─── Given text

Clare, 41 years of age, is the Member for the safe Labor seat of Blaxland. He was first elected to the House of Representatives in 2007, and has since held a raft of Ministerial appointments in the Rudd and Gillard Labor administrations, including roles as the Parliamentary Secretary for Employment, as the Minister for Defence Material, and as the Minister for Home Affairs and Justice, roles which saw Clare thrust to the forefront of the national debate on immigration over the years from December 2011 through to August 2013.

The politician has also served on the House of Representatives Standing Committee on Education and Training, as well as the Committee on Infrastructure, Transport, Regional Development and Local Government. In addition, Clare served on the Joint Statutory Committee for the Australian Commission for Law Enforcement Integrity.

Before entering parliament, Clare achieved degrees in law and the arts, as well as acting as a police adviser to the NSW Minister for Police, as well as holding a role as a senior policy adviser to NSW Premier Bob Carr. Before 2007, Clare was a manager of corporate relations at Transurban.

The news will come as an unexpected surprise to Australia’s telecommunications industry, which had expected qualified and experienced candidates such as MP Ed Husic or Senator Kate Lundy to be appointed to the role, both of whom have consistently demonstrated a strong interest in the portfolio over the past decade and more, as well as having recently held junior roles in it under Kevin Rudd’s short-lived pre-election administration.

In contrast, Clare is not known to have commented publicly on issues in the telecommunications portfolio since his ascension to parliament.

In recent days, rumours flying around the telecommunications industry had named second-term MP and former corporate lawyer Michelle Rowland as having picked up the role of Shadow Communications Minister in Bill Shorten’s new Labor Shadow Cabinet. Instead, Rowland was today appointed as Shadow Assistant Minister for Communications and will aid Clare in the role.

──────
─── Listed entries

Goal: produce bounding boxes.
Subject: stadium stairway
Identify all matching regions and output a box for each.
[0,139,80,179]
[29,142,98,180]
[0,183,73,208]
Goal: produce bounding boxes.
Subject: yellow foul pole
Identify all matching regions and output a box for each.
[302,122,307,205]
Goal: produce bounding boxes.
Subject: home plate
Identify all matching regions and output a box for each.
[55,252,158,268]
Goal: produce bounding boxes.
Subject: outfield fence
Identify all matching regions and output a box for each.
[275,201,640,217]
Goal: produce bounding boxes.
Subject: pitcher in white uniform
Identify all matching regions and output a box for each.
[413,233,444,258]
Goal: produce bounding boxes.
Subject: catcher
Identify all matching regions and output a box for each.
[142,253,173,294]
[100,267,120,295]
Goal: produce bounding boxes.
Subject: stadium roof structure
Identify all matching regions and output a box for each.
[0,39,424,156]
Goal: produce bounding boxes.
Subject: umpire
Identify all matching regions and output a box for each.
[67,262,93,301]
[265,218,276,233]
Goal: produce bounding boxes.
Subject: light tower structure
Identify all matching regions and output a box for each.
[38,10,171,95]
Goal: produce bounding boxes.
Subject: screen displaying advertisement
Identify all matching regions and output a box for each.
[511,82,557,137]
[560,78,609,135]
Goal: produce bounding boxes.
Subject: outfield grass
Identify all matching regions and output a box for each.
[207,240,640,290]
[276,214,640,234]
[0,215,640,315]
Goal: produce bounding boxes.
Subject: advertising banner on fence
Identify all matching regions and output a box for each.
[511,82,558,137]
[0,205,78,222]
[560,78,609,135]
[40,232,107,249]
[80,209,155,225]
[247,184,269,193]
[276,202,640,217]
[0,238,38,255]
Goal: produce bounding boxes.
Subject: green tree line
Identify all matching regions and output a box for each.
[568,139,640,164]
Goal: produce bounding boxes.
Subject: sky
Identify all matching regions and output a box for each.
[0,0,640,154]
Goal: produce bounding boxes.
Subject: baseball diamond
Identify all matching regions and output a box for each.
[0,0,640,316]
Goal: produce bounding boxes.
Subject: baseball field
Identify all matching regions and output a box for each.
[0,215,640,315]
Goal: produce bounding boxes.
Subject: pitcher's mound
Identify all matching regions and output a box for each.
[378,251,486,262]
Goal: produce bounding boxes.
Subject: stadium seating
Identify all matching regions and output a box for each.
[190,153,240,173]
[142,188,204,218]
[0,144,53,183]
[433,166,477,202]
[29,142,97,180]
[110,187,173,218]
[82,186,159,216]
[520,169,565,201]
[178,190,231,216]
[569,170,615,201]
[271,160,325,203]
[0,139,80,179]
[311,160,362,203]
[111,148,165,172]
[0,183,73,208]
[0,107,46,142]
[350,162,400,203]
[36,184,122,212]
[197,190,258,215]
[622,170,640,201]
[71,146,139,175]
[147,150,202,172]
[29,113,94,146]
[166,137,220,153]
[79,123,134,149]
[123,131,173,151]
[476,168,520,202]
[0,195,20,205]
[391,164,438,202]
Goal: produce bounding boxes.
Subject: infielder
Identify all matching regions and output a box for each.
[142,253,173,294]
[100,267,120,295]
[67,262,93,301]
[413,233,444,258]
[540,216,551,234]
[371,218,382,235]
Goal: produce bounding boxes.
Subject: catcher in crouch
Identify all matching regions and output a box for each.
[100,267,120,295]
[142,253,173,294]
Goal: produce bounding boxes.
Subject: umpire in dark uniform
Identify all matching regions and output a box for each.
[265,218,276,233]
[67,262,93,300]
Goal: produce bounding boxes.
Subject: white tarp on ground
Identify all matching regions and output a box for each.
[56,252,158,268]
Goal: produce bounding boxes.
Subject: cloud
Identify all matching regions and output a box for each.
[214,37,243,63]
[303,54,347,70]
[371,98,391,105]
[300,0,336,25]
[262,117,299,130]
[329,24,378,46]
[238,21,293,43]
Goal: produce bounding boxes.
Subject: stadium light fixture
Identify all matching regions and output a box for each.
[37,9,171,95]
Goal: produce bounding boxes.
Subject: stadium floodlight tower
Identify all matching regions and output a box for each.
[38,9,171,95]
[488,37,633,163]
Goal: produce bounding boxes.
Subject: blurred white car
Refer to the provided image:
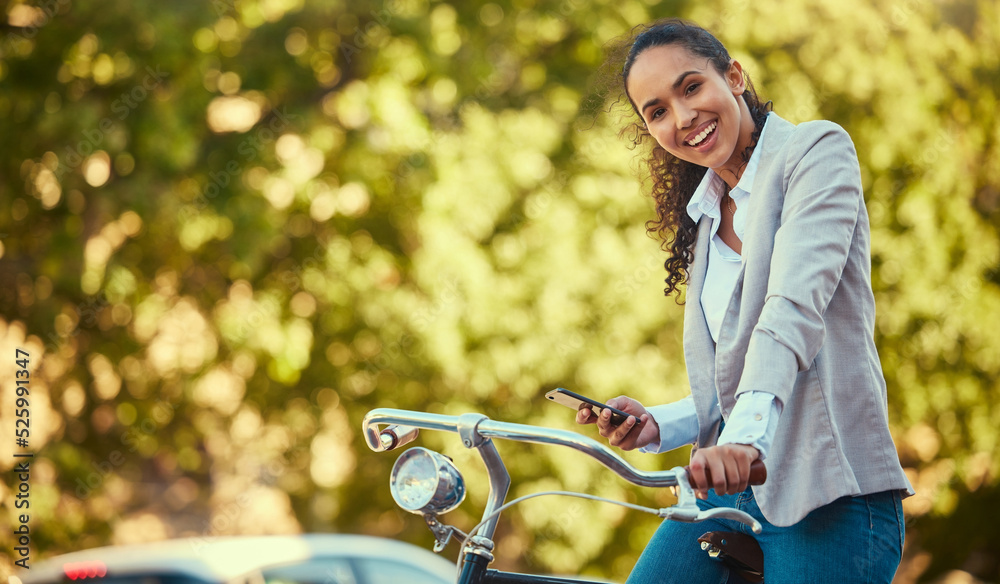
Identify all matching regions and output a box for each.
[12,534,456,584]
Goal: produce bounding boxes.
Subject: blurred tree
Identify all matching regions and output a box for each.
[0,0,1000,582]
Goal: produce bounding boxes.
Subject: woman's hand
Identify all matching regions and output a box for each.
[576,396,660,450]
[692,442,760,499]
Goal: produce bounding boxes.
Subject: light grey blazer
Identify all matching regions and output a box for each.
[684,114,912,526]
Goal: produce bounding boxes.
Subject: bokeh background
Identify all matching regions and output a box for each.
[0,0,1000,583]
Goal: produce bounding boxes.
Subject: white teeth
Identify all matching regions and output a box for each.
[688,122,718,146]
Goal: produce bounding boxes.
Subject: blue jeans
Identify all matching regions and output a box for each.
[626,489,905,584]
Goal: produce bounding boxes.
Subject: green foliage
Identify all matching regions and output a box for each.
[0,0,1000,582]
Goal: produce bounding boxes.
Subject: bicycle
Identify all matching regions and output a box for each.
[363,408,767,584]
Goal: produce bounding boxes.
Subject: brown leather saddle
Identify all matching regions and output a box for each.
[698,531,764,584]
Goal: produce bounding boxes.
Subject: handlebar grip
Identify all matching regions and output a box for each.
[379,424,420,450]
[684,458,767,488]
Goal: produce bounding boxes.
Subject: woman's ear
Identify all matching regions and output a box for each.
[726,59,747,97]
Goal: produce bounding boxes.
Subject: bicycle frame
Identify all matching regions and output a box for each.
[363,408,760,584]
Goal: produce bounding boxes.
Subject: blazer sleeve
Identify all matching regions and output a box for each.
[737,122,864,403]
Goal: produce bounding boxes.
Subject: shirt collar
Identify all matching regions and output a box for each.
[687,113,771,223]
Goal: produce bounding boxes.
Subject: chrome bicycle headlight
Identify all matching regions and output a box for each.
[389,446,465,515]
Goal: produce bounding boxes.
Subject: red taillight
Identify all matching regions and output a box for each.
[63,561,108,580]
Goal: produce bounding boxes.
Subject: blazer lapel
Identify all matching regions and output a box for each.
[684,217,719,445]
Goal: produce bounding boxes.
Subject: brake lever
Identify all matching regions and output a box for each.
[659,466,763,533]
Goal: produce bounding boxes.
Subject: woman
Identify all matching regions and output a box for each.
[577,20,912,584]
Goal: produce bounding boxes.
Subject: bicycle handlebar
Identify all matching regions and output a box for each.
[363,408,767,487]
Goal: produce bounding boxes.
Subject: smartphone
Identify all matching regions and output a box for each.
[545,387,632,426]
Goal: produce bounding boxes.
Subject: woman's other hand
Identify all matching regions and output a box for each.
[689,444,760,499]
[576,396,660,450]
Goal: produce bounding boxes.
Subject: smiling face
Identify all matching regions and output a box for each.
[626,44,754,186]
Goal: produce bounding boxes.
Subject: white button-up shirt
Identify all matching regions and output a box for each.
[641,114,781,459]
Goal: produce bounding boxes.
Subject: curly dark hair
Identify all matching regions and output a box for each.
[605,18,771,300]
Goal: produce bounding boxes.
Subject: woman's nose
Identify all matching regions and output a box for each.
[674,107,698,130]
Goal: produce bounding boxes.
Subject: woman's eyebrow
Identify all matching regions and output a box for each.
[674,70,701,89]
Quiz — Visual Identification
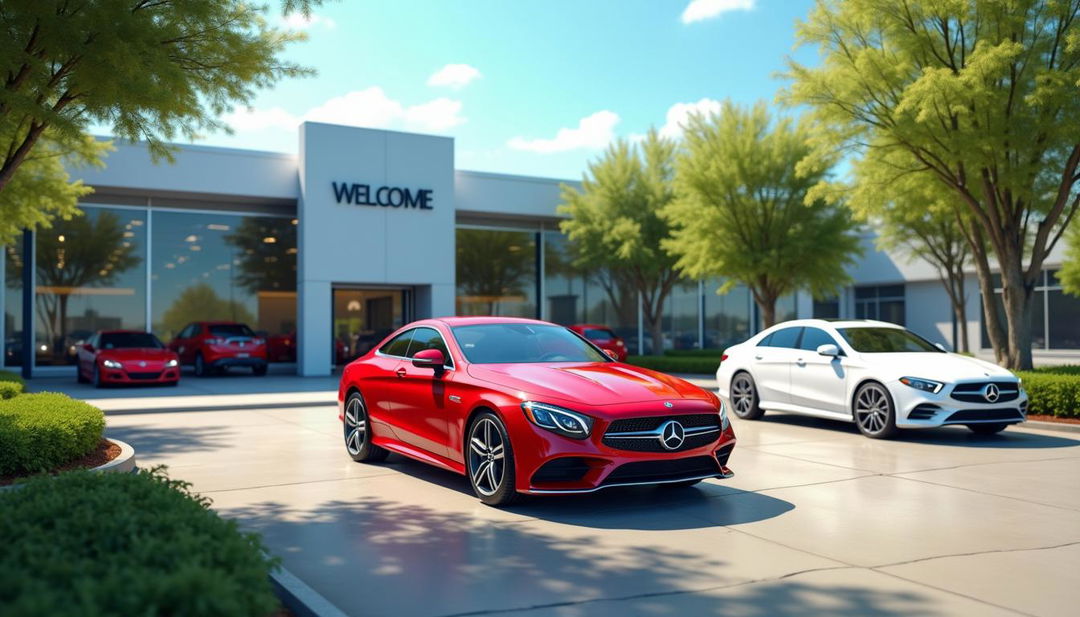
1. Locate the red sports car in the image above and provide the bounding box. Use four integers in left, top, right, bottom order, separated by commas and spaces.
570, 323, 626, 362
76, 330, 180, 388
338, 318, 735, 506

──────

Could you copy out the passage about Clare above, word for word, from "The politician has" to "Law Enforcement Integrity."?

Task result:
The politician has also served on the House of Representatives Standing Committee on Education and Training, as well as the Committee on Infrastructure, Transport, Regional Development and Local Government. In addition, Clare served on the Joint Statutory Committee for the Australian Commission for Law Enforcement Integrity.